---------- DATOS PROPORCIONADOS ----------

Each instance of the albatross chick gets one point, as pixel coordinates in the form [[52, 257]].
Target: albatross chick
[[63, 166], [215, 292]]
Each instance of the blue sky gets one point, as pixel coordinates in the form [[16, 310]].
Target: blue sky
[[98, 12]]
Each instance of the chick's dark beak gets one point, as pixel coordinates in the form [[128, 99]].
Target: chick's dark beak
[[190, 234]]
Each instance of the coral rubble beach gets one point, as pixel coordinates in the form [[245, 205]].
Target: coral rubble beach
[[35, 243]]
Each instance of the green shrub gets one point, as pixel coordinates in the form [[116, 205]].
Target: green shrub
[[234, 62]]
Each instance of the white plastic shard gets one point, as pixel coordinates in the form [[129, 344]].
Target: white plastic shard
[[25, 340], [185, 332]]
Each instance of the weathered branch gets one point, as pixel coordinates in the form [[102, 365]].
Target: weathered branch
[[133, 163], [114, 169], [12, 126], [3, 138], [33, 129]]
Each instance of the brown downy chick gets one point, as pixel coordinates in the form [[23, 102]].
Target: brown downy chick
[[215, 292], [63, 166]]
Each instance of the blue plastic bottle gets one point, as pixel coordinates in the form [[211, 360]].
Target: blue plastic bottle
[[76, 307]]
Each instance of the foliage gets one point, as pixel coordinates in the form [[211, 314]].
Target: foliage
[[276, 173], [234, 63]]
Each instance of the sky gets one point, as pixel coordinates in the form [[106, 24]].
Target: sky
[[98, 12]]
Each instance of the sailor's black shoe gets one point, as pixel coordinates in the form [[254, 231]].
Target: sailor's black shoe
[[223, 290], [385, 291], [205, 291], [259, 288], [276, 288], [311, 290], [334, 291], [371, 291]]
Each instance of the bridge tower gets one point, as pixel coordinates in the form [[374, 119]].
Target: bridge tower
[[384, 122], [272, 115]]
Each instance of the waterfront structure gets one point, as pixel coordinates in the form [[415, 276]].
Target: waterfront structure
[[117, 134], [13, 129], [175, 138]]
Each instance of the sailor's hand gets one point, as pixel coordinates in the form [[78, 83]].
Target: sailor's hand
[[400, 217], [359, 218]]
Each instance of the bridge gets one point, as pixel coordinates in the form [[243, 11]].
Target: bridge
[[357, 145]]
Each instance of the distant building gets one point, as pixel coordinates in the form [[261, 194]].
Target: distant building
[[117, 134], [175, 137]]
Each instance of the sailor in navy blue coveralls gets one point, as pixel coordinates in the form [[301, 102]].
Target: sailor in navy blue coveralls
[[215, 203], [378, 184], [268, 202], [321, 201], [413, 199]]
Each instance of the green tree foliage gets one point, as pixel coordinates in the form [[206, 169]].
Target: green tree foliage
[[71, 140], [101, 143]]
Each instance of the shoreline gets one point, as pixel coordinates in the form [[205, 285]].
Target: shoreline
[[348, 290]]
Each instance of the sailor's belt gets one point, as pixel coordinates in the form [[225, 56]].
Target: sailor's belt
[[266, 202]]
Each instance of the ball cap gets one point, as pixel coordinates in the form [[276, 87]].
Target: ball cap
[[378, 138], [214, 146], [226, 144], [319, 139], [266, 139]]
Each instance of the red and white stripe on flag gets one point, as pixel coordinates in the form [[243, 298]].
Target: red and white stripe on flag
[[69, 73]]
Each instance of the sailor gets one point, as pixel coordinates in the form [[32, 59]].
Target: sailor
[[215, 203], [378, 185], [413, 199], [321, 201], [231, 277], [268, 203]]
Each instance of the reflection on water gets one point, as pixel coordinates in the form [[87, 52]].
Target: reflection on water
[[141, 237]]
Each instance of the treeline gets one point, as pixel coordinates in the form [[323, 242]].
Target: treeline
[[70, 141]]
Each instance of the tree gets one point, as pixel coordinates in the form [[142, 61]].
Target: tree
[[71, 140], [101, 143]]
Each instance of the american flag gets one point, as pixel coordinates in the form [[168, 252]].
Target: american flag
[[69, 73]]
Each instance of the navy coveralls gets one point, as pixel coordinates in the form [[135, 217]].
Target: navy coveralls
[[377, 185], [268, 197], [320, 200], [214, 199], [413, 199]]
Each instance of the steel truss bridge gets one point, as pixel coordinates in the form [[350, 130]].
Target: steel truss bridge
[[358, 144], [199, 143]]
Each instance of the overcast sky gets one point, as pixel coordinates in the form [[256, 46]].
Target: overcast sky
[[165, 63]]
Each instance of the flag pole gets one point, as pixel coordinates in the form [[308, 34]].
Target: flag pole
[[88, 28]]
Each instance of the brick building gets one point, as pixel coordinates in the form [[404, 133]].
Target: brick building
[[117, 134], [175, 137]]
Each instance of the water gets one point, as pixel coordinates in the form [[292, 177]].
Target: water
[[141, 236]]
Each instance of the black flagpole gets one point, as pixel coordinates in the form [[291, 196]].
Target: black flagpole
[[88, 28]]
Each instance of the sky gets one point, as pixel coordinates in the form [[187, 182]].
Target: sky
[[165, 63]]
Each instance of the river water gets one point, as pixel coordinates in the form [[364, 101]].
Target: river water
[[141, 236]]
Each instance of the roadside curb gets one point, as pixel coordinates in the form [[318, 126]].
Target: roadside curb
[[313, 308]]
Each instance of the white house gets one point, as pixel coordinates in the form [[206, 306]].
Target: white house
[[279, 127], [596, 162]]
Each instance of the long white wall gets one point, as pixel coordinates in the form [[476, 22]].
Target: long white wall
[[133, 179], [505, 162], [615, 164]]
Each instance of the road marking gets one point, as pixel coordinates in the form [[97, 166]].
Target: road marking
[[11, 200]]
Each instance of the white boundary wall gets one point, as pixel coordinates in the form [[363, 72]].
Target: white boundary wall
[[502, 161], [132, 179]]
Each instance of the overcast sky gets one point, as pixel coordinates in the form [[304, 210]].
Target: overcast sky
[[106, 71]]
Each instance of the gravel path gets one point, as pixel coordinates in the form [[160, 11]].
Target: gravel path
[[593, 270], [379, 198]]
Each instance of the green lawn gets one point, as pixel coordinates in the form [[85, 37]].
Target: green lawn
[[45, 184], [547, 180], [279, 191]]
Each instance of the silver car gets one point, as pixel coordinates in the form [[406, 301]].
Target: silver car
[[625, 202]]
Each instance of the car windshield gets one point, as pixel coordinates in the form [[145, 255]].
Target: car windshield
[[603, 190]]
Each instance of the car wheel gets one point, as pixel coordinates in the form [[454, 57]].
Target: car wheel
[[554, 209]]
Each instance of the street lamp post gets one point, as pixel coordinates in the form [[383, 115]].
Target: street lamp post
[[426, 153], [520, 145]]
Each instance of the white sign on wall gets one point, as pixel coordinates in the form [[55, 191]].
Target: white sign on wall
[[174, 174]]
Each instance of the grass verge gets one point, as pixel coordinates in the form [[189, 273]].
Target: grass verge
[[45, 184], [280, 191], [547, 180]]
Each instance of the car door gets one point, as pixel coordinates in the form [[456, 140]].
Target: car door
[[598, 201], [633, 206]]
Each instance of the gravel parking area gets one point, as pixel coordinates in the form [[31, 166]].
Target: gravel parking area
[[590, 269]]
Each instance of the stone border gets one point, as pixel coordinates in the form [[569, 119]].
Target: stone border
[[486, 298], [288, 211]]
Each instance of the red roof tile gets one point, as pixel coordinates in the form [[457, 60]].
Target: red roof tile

----------

# CONSIGNA
Convierte todas las líneas de los datos anteriores en una lista numerada y omite las líneas en blanco.

# RESPUESTA
1. Each instance of the albatross chick gets one point, as pixel coordinates in the form [[52, 257]].
2. Target: albatross chick
3. [[63, 166], [215, 292]]
4. Each instance of the blue sky gets one point, as pixel coordinates in the form [[16, 310]].
5. Target: blue sky
6. [[98, 12]]
7. Each instance of the chick's dark beak gets one point, as pixel coordinates in the form [[128, 99]].
8. Target: chick's dark beak
9. [[190, 234]]
10. Each instance of the coral rubble beach gets one point, as pixel coordinates in the form [[245, 205]].
11. Target: coral rubble beach
12. [[35, 243]]
13. Each instance of the green shrub gets one point, as pixel coordinates in the form [[116, 205]].
14. Target: green shrub
15. [[234, 62]]
16. Each instance of the white plastic shard gets one point, as pixel coordinates in the form [[129, 344]].
17. Target: white plastic shard
18. [[25, 340], [185, 332]]
19. Each instance of the weathered branch gets one point, as pixel coordinates in the form [[102, 365]].
20. Target: weathered branch
21. [[133, 163], [114, 169], [12, 126], [3, 138], [33, 129]]
22. Each instance of the brown downy chick gets one point, as pixel coordinates in the form [[23, 102]].
23. Target: brown downy chick
24. [[215, 292], [63, 166]]
25. Each instance of the blue plastic bottle gets one point, as pixel coordinates in the form [[211, 360]].
26. Target: blue plastic bottle
27. [[76, 307]]
28. Each instance of the foliage gets one point, as pixel coordinates in the form [[211, 314]].
29. Target: foliage
30. [[276, 173], [234, 63]]
31. Each instance of the sky gets one point, as pixel coordinates in the form [[106, 24]].
32. Target: sky
33. [[98, 12]]
34. Each instance of the sailor's black shoe gets one point, as pixel coordinates in the form [[254, 231]].
35. Target: sailor's black shoe
36. [[223, 290], [385, 291], [205, 291], [259, 288], [276, 288], [311, 290], [334, 291], [371, 291]]
37. Each instance of the bridge tower gets one point, as pixel coordinates in the form [[374, 119]].
38. Target: bridge tower
39. [[384, 122], [272, 115]]
40. Each instance of the waterfront structure gets one point, as pixel coordinates in the form [[415, 276]].
41. Target: waterfront structure
42. [[117, 134], [13, 129], [175, 138]]
43. Each instance of the sailor's hand gets one point, as pixel coordinates in the form [[78, 83]].
44. Target: sailor's hand
45. [[400, 217], [359, 218]]
46. Each instance of the bridge gets one point, as pixel coordinates in the form [[243, 11]].
47. Target: bridge
48. [[357, 145]]
49. Each instance of the distant building gets one point, as pixel coordinates in the form [[261, 194]].
50. Target: distant building
51. [[117, 134], [175, 137]]
52. Each instance of the sailor in navy blue coveralls gets one point, as pixel coordinates in the form [[301, 102]].
53. Target: sailor in navy blue coveralls
54. [[215, 203], [378, 184], [268, 202], [321, 201], [413, 199]]
55. Each instance of the green tree foliage gets one point, as pixel coordinates in the form [[206, 169]].
56. Target: green tree foliage
57. [[71, 140], [101, 143]]
58. Each instance of the shoreline gets one point, as pixel coordinates in the form [[205, 285]].
59. Target: shoreline
60. [[348, 290]]
61. Each instance of the sailor's belt gets one point, as pixel coordinates in the form [[225, 56]].
62. Target: sailor's belt
63. [[266, 202]]
64. Each instance of the ball cap gets one point, as pixel coordinates in the form [[276, 87]].
65. Target: ball cap
66. [[378, 138], [214, 146], [226, 144], [319, 139], [266, 139]]
67. Each instance of the red and white stripe on flag gets one point, as pixel coordinates in the form [[243, 298]].
68. Target: red and white stripe on flag
69. [[69, 73]]
70. Each instance of the sailor gets one point, as pixel coordinates in the form [[32, 59]].
71. Target: sailor
72. [[215, 203], [378, 185], [413, 199], [321, 201], [231, 277], [268, 203]]
73. Each instance of the reflection on water gets one point, as pixel coordinates in the form [[87, 52]].
74. Target: reflection on water
75. [[141, 237]]
76. Each instance of the treeline gets one point, as pixel coordinates in the form [[323, 242]].
77. Target: treeline
78. [[70, 141]]
79. Each instance of the tree gets one point, as pixel coordinates in the form [[142, 61]].
80. Target: tree
81. [[71, 140], [101, 143]]
82. Each instance of the american flag gets one point, as pixel coordinates in the form [[168, 252]].
83. Target: american flag
84. [[69, 73]]
85. Each instance of the navy coveralls gets one point, as pixel coordinates in the form [[135, 217]].
86. Target: navy coveralls
87. [[377, 185], [268, 197], [320, 200], [214, 199], [413, 199]]
88. Each instance of the steel truss bridge gets one point, as pixel coordinates in the form [[350, 130]].
89. Target: steel truss bridge
90. [[358, 144], [199, 143]]
91. Each instance of the overcast sky gets one point, as pixel coordinates in the form [[256, 46]].
92. Target: overcast sky
93. [[165, 63]]
94. Each instance of the flag pole gets one point, as pixel coordinates in the form [[308, 34]].
95. Target: flag pole
96. [[88, 28]]
97. Each instance of the brick building gets one point, as pixel coordinates in the form [[404, 133]].
98. Target: brick building
99. [[117, 134], [175, 137]]
100. Each instance of the water gets one point, as pixel coordinates in the form [[292, 177]].
101. Target: water
102. [[141, 236]]
103. Each instance of the black flagpole gets one point, as pixel coordinates in the form [[291, 196]].
104. Target: black flagpole
105. [[88, 28]]
106. Each instance of the sky gets one point, as pixel coordinates in the form [[187, 182]].
107. Target: sky
108. [[165, 63]]
109. Each instance of the river water gets one point, as pixel coordinates in the form [[364, 101]].
110. Target: river water
111. [[141, 236]]
112. Each instance of the roadside curb gets one point, as pixel coordinates in the form [[318, 126]].
113. Target: roadside curb
114. [[313, 308]]
115. Each instance of the white house gets one point, as pixel coordinates in the form [[206, 306]].
116. Target: white house
117. [[279, 127], [596, 162]]
118. Each instance of the long white wall gets one point, as pixel coordinates in the form [[476, 22]].
119. Target: long white wall
120. [[133, 179], [505, 162], [615, 164]]
121. Each instance of the road marking gets one point, as pixel coordinates in the form [[97, 166]].
122. Target: road marking
123. [[11, 200]]
124. Each instance of the white boundary wall gets one point, as pixel coordinates in the form [[363, 72]].
125. Target: white boundary wall
126. [[502, 161], [132, 179]]
127. Each instance of the overcast sky gets one point, as pixel coordinates in the form [[304, 210]].
128. Target: overcast sky
129. [[106, 71]]
130. Each instance of the gravel path gets one point, as pixel coordinates in the form [[160, 11]].
131. Target: gravel path
132. [[593, 270], [379, 198]]
133. Each instance of the green lawn gets one point, as pixel coordinates in the form [[85, 37]].
134. Target: green lawn
135. [[45, 184], [547, 180], [279, 191]]
136. Each instance of the silver car gets one point, as pixel coordinates in the form [[406, 301]].
137. Target: silver car
138. [[625, 202]]
139. Each instance of the car windshield gets one point, as pixel coordinates in the form [[145, 255]].
140. Target: car windshield
141. [[603, 190]]
142. Each instance of the car wheel gets one point, as pixel coordinates in the form [[454, 57]].
143. Target: car wheel
144. [[554, 209]]
145. Each instance of the street lamp post gets one point, as pixel coordinates in the form [[383, 115]].
146. Target: street lamp post
147. [[426, 153], [520, 145]]
148. Each instance of the white sign on wall gets one point, as pixel coordinates in the form [[55, 191]].
149. Target: white sign on wall
150. [[174, 174]]
151. Each instance of the grass verge gets one point, as pixel coordinates in the form [[189, 273]].
152. Target: grass verge
153. [[45, 184], [280, 191], [547, 180]]
154. Each instance of the car door gets one point, as pixel coordinates in the form [[456, 140]].
155. Target: car door
156. [[598, 201], [633, 206]]
157. Each instance of the gravel parking area gets one point, as pixel coordinates in the form [[31, 166]].
158. Target: gravel parking area
159. [[590, 269]]
160. Each instance of the stone border gets one point, as pixel coordinates in the form [[569, 119]].
161. Target: stone border
162. [[486, 298], [288, 211]]
163. Each instance of the red roof tile gets one point, as pixel coordinates in the form [[457, 60]].
164. Target: red roof tile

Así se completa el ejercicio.